### EXERCISE DESCRIPTION
Return exactly the span of lines that opens with the line containing "Drop a marker on every instance of the sailboat in" and closes with the last line of the data, inclusive.

### RECORDS FOR THIS EXERCISE
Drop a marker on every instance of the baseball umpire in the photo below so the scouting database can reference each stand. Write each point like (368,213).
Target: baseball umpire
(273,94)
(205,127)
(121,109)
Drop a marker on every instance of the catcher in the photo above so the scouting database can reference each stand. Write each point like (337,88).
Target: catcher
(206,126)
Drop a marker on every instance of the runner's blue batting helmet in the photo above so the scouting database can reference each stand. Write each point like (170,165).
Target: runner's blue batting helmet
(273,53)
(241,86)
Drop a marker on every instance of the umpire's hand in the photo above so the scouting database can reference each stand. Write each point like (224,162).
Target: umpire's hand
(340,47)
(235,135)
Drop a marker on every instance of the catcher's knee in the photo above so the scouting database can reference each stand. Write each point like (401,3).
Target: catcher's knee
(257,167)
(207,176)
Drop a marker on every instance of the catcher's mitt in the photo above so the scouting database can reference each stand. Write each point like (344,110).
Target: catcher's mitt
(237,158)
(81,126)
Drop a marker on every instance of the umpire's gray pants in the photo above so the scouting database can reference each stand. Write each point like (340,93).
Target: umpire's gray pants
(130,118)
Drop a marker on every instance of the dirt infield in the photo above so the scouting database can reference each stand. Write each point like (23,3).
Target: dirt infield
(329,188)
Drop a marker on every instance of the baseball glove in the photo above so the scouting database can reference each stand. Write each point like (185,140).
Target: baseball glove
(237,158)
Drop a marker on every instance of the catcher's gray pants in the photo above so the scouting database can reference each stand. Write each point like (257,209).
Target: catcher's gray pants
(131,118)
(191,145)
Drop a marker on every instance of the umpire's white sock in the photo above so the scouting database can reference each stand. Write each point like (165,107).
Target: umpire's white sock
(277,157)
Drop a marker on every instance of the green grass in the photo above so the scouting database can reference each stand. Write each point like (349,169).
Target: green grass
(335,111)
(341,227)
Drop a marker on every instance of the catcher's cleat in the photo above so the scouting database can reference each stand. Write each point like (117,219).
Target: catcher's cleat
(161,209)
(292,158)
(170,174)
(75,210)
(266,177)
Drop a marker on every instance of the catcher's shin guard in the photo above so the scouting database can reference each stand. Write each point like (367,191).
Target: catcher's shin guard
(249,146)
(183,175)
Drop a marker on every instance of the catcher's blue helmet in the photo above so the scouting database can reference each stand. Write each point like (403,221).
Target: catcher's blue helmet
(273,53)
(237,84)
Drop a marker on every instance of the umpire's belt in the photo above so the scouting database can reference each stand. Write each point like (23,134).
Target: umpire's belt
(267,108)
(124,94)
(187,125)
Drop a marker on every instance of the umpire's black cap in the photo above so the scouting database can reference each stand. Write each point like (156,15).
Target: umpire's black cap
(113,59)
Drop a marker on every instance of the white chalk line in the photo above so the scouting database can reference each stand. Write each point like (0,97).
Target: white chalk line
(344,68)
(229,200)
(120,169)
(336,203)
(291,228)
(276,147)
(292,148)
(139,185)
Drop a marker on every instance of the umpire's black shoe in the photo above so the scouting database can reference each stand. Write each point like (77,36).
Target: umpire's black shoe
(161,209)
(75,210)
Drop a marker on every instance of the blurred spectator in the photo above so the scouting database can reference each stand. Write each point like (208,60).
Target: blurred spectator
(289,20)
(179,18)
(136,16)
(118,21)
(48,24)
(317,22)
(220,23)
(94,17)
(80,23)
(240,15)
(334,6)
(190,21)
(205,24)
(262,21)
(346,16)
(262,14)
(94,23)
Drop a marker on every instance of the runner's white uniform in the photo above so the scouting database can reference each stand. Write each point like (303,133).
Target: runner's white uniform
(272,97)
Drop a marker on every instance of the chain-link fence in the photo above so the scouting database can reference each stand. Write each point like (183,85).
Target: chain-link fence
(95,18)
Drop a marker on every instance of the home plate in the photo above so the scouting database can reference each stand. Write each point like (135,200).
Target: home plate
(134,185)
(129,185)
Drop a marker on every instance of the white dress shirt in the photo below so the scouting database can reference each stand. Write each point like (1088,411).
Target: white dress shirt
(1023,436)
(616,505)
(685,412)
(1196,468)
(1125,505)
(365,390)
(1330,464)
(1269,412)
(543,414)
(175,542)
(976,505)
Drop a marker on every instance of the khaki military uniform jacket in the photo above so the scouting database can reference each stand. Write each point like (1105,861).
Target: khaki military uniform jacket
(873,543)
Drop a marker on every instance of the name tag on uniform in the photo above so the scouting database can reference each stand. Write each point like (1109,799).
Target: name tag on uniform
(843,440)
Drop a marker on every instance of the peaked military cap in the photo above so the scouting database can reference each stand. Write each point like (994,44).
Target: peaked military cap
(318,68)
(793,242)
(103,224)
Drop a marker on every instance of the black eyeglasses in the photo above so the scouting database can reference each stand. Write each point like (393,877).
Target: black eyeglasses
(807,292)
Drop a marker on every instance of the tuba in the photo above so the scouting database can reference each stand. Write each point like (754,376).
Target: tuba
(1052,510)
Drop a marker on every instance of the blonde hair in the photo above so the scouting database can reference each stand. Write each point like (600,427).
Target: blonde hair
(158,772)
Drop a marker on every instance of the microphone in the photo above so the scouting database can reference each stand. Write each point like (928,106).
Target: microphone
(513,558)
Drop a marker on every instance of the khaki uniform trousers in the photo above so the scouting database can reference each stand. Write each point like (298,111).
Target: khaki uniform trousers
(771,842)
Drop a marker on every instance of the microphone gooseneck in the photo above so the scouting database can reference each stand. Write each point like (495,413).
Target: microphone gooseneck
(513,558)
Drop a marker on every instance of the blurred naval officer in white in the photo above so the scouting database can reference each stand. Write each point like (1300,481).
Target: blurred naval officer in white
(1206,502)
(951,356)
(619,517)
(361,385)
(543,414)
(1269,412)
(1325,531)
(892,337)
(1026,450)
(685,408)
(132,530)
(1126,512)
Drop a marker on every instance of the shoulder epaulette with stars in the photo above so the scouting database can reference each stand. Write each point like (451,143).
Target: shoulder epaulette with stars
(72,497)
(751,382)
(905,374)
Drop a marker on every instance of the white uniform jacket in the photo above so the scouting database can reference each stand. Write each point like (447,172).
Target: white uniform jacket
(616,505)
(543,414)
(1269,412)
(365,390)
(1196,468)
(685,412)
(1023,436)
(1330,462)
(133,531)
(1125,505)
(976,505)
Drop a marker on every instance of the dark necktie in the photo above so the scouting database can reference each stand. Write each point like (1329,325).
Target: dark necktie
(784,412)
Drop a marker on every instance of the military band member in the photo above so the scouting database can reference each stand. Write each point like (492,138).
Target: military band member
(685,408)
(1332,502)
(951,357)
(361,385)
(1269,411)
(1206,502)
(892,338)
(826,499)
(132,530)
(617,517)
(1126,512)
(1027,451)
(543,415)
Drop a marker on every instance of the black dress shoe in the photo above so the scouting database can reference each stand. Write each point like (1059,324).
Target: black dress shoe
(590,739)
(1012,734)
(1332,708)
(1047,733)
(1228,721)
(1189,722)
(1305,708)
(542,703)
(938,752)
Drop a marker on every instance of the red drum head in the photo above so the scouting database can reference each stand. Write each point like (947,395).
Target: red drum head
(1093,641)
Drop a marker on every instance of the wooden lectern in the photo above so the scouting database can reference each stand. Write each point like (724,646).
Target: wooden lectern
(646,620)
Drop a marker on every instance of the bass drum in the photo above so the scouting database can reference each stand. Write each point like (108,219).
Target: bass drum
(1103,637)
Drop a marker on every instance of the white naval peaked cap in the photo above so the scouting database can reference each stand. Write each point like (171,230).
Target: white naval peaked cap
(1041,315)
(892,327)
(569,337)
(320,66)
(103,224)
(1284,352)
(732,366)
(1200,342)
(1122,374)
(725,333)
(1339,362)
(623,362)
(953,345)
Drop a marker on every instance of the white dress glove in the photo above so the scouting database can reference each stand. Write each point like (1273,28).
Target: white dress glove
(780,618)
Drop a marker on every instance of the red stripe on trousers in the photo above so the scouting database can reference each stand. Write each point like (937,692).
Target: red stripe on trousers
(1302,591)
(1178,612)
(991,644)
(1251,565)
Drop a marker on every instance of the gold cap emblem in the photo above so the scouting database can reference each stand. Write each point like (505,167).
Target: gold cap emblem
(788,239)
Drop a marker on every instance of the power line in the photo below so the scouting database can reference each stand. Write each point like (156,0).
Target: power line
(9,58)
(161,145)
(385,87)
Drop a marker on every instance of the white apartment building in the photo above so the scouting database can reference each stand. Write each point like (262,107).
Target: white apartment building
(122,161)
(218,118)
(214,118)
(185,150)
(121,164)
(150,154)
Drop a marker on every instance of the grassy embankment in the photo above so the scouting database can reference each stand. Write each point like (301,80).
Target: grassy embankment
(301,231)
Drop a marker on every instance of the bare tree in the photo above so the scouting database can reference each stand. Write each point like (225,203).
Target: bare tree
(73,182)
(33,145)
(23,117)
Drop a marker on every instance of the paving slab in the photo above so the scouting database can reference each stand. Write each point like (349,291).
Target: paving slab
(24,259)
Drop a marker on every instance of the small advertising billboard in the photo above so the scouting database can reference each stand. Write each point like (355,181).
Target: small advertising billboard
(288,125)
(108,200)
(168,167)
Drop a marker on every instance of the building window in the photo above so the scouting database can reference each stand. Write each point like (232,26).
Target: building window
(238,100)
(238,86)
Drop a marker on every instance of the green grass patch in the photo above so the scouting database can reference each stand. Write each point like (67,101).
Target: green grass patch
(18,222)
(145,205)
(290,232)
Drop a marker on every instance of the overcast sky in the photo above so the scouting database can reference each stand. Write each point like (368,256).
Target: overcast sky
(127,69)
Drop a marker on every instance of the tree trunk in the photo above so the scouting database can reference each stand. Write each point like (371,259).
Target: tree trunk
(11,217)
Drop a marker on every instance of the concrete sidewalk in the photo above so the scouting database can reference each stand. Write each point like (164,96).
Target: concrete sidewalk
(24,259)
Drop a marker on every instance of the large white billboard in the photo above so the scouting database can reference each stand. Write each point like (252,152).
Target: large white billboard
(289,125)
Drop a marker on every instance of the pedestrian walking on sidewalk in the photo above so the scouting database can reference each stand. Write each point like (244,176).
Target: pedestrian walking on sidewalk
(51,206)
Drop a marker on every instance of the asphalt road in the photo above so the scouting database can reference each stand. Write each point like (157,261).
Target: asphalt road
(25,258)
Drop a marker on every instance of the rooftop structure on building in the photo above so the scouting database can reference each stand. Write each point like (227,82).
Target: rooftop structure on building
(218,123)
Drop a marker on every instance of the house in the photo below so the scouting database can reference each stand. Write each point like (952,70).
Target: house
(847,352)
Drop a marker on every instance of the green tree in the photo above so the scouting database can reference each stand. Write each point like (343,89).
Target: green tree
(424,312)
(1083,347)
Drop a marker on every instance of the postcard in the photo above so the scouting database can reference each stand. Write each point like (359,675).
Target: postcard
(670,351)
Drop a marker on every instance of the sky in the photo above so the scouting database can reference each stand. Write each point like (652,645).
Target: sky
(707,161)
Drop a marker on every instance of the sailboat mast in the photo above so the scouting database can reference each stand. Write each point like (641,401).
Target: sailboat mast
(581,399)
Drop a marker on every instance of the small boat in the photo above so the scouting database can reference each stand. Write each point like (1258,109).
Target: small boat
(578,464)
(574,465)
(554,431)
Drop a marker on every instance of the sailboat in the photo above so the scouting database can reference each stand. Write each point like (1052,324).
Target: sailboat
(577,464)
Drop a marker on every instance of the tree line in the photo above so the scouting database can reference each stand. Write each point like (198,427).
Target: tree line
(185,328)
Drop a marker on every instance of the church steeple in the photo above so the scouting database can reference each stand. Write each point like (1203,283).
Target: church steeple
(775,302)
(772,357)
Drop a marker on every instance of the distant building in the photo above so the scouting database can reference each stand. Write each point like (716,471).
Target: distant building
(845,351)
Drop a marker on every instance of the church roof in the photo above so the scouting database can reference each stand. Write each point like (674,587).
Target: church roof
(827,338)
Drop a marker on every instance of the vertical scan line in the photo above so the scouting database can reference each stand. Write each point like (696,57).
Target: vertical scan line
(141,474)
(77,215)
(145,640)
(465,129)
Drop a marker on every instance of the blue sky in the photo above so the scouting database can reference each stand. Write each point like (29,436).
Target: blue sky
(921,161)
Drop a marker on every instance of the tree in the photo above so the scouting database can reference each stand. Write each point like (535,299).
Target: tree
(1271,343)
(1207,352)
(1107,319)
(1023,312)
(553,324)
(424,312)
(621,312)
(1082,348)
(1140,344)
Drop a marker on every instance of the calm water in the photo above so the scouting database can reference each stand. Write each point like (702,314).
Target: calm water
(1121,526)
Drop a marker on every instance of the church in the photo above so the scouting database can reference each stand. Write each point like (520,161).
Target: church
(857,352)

### FINAL RESULT
Drop a marker on every instance of the sailboat in the photo above so the scouting database can reference each stand. Write each point like (1052,324).
Target: sailboat
(577,464)
Drop a marker on every instance of the tree line in the photo above so the scouting database can reference each stand. Write each point like (198,427).
Target: tree line
(185,328)
Drop a marker on every instance of the church steeple in the photo above so the scouting database can reference each stand. Write each point like (1203,283).
Target: church steeple
(775,302)
(772,357)
Drop a marker on every instance of the distant building in the photo above so the scouting database can reference each stand. Write each point like (716,471).
Target: distant building
(845,351)
Drop a marker on every instance of the church roof in the photo above so the scouting database can reference each stand. Write each point like (674,587).
Target: church roof
(827,338)
Drop a marker on every instance of the vertical scan line in the photo above so the scouting database can reference each stand. Write each point like (696,57).
Target: vertical scan line
(141,474)
(77,215)
(145,640)
(465,129)
Drop a marker on every instance of the blue sky in the photo above so the scouting database can reference each stand. Write each point like (29,436).
Target: blue sky
(921,161)
Drop a marker on every instance of the tree in the photo above so the scouting database can reference each stand. Write each point like (535,299).
Target: tree
(1271,343)
(1207,352)
(1107,319)
(1023,312)
(553,324)
(424,312)
(621,312)
(1082,348)
(1140,344)
Drop a marker on every instance of the calm water in the photo above so the scouting database can reference each stand. Write each point like (702,314).
Target: calm water
(1121,526)
Drop a marker on every instance of the church in the photo above so the scouting database can reference each stand. Write each point like (520,161).
Target: church
(857,352)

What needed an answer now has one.